Directions:
(a) Return the passage of the quiz on Chang's economic arguments between "How did the" and "compete internationally later.", inclusive.
(b) Answer these questions from the quiz on Chang's economic arguments:
(i) Which act is named in the question about Britain's colonies?
(ii) Which treaty is linked to the Opium War?
(iii) Which two cultural factors does the answer key name as once credited with economic success?
(c) Continue the quiz on Chang's economic arguments from the point where it ends.

Quiz
Answer the following questions in 2-3 sentences each.
According to Chang, what is the main flaw in Ricardo's theory of comparative advantage when applied to developing countries?
What is "ladder-kicking," and how does it relate to the economic policies promoted by rich countries?
Explain Chang's critique of culture-based explanations for economic development.
How did Britain use protectionist policies to stifle economic development in its colonies, specifically referencing the Wool Act?
What are some of the potential negative consequences of rapid trade liberalization in developing countries, as outlined by Chang?
How does Chang describe the historical trade policies of Britain and the United States during their periods of economic growth?
Describe the role of state-owned enterprises (SOEs) in South Korea's economic development.
What is the "compensation principle," and why does Chang find it problematic in the context of trade liberalization?
According to Chang, what are some of the risks associated with foreign direct investment (FDI) in developing countries?
How did the Opium War and the resulting Treaty of Nanking demonstrate the use of military power to enforce free trade?
Quiz Answer Key
Chang argues that Ricardo's theory, which suggests countries should specialize in their current strengths, fails to account for developing countries that need protection to acquire more advanced technologies and develop their economies. Ricardo's theory is for those who accept the status quo, but not for those who want to change it. This protection allows them time to learn and compete internationally later.
"Ladder-kicking" refers to the practice of rich countries, having developed through protectionist policies, now advocating free-market policies for developing countries, thereby preventing them from using the same strategies. This effectively "kicks away the ladder" that allowed the rich countries to climb to economic success.
Chang criticizes culture-based explanations as being ex post facto justifications that change with the economic success of different regions. What was once attributed to Protestantism, Confucianism, or other cultural factors is redefined once other regions succeed, revealing the flaws in this kind of thinking. This makes culture-based theories unreliable as explanations for economic development.

Dataset extract:
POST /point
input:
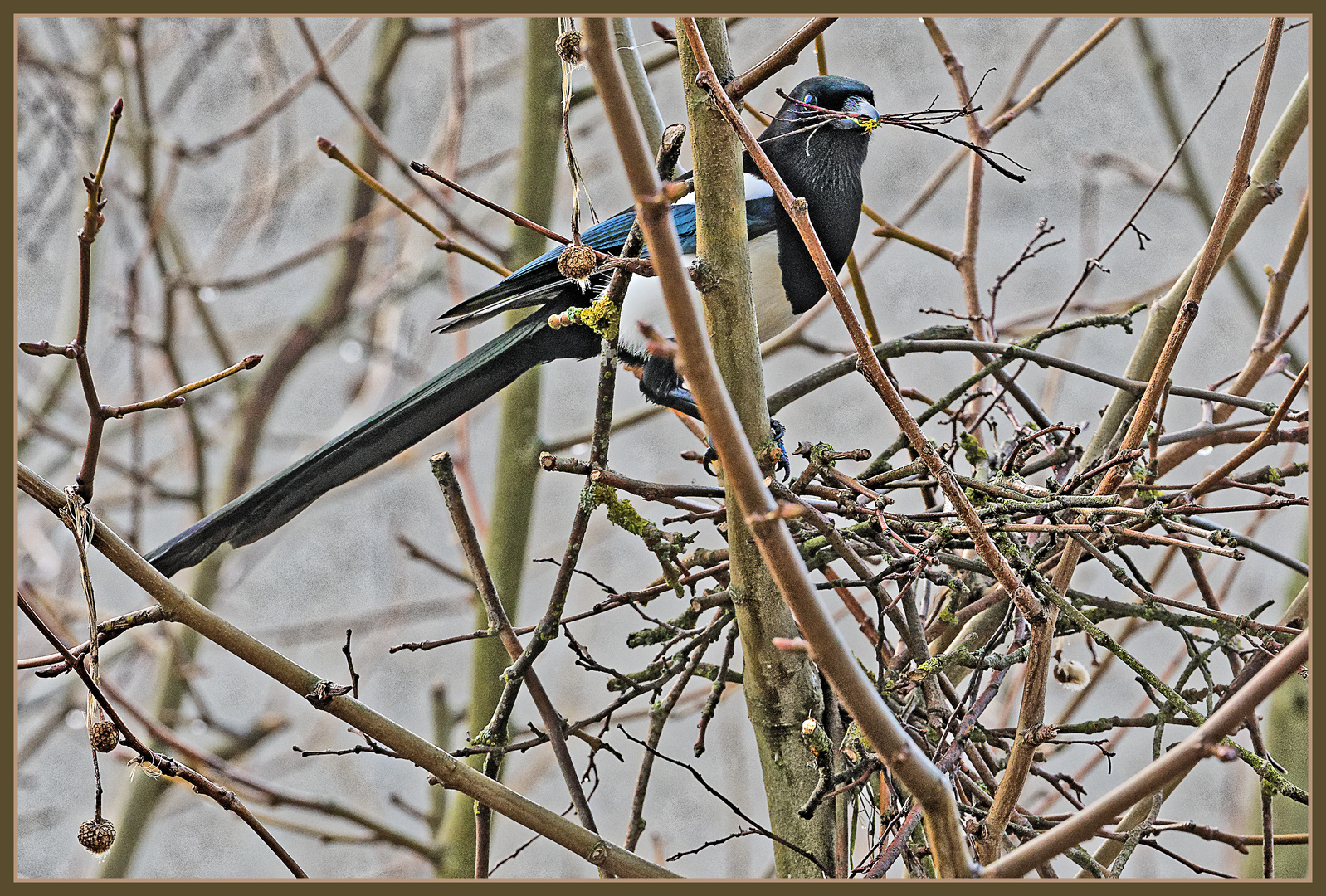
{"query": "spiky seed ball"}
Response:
(97, 835)
(104, 736)
(569, 46)
(577, 261)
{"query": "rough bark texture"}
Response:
(144, 793)
(518, 439)
(780, 687)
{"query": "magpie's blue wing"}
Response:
(540, 281)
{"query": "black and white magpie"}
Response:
(818, 155)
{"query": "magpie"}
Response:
(820, 157)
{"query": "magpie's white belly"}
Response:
(773, 313)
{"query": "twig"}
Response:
(445, 472)
(168, 767)
(1197, 747)
(445, 767)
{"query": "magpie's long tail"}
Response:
(471, 381)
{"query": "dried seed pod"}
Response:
(1071, 674)
(104, 736)
(577, 261)
(97, 835)
(569, 46)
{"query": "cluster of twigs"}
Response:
(959, 582)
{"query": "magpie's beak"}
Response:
(862, 109)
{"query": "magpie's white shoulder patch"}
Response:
(756, 187)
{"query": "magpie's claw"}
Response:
(780, 450)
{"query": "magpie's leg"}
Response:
(662, 385)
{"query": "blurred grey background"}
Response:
(339, 565)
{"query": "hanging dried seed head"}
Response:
(577, 261)
(569, 44)
(97, 835)
(104, 736)
(1071, 674)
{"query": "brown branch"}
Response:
(776, 61)
(168, 767)
(448, 771)
(1199, 745)
(445, 472)
(743, 472)
(445, 241)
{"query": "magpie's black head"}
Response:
(814, 150)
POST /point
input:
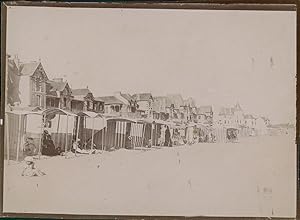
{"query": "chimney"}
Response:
(117, 93)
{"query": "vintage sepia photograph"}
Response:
(150, 112)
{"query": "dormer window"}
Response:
(38, 85)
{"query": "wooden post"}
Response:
(92, 144)
(143, 134)
(77, 133)
(67, 130)
(84, 127)
(115, 135)
(102, 136)
(105, 141)
(19, 134)
(7, 136)
(41, 136)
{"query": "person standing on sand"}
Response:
(30, 169)
(168, 141)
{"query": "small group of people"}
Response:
(165, 137)
(30, 169)
(48, 147)
(77, 148)
(232, 134)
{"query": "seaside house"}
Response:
(58, 94)
(160, 107)
(31, 84)
(13, 80)
(83, 100)
(205, 114)
(145, 104)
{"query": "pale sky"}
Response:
(216, 57)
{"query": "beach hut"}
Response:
(123, 133)
(61, 125)
(90, 128)
(20, 125)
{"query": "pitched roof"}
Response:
(57, 86)
(226, 111)
(265, 118)
(27, 69)
(159, 103)
(189, 102)
(142, 96)
(99, 99)
(248, 116)
(237, 107)
(127, 96)
(110, 100)
(175, 99)
(81, 92)
(204, 109)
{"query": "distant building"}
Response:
(145, 104)
(83, 100)
(58, 94)
(205, 114)
(174, 103)
(160, 108)
(250, 121)
(13, 80)
(112, 105)
(231, 116)
(32, 84)
(131, 104)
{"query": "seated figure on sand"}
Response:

Outputs for the tasks:
(a)
How did the Opium War and the resulting Treaty of Nanking demonstrate the use of military power to enforce free trade?
Quiz Answer Key
Chang argues that Ricardo's theory, which suggests countries should specialize in their current strengths, fails to account for developing countries that need protection to acquire more advanced technologies and develop their economies. Ricardo's theory is for those who accept the status quo, but not for those who want to change it. This protection allows them time to learn and compete internationally later.

(b)
(i) The Wool Act.
(ii) The Treaty of Nanking.
(iii) Protestantism and Confucianism.

(c)
Britain enacted policies like the Wool Act of 1699, which banned the export of woolen cloth from its colonies, destroying the Irish woolen industry and stifling woollen manufacture in America. This suppressed the growth of industries that could compete with Britain's own.
Rapid trade liberalization can lead to the collapse of domestic industries, increased unemployment, and reduced government revenue due to decreased tariffs. The revenue lost due to decreased tariffs are rarely made up in poorer countries, causing cuts in essential public programmes.
Both Britain and the United States were highly protectionist during their periods of economic growth, using tariffs and other measures to protect their infant industries. They only advocated for free trade after achieving industrial dominance.
State-owned enterprises played a crucial role in South Korea's economic development by undertaking large projects and directing credit to strategic industries. The government owned all the banks, directing the life blood of business-credit.
The "compensation principle" suggests that trade liberalization is beneficial if the winners can compensate the losers and still benefit. Chang critiques it because compensation is not automatically made, leaving some people worse off, and trade liberalization may not bring overall gains.
FDI can destroy existing national firms or pre-empt the emergence of domestic competitors, leading to a ceiling on the level of sophistication that a country can attain in the long run. Sometimes, foreign investors may even actively destroy the existing productive capabilities of the companies.
The Opium War was initiated when China tried to stop Britain's illegal opium trade, resulting in China being forced to cede Hong Kong and give up its right to set its own tariffs. This demonstrates how military force was used to impose free trade, benefiting Britain at China's expense.
Essay Questions
Critically evaluate Chang's assertion that "Bad Samaritans" in rich countries are hindering the economic development of poorer nations through the promotion of free-market policies. Consider historical examples and potential counterarguments.
Discuss the role of protectionism and subsidies in the economic development of countries like Britain, the United States, and South Korea. To what extent does their historical experience support Chang's argument against the immediate implementation of free trade in developing countries?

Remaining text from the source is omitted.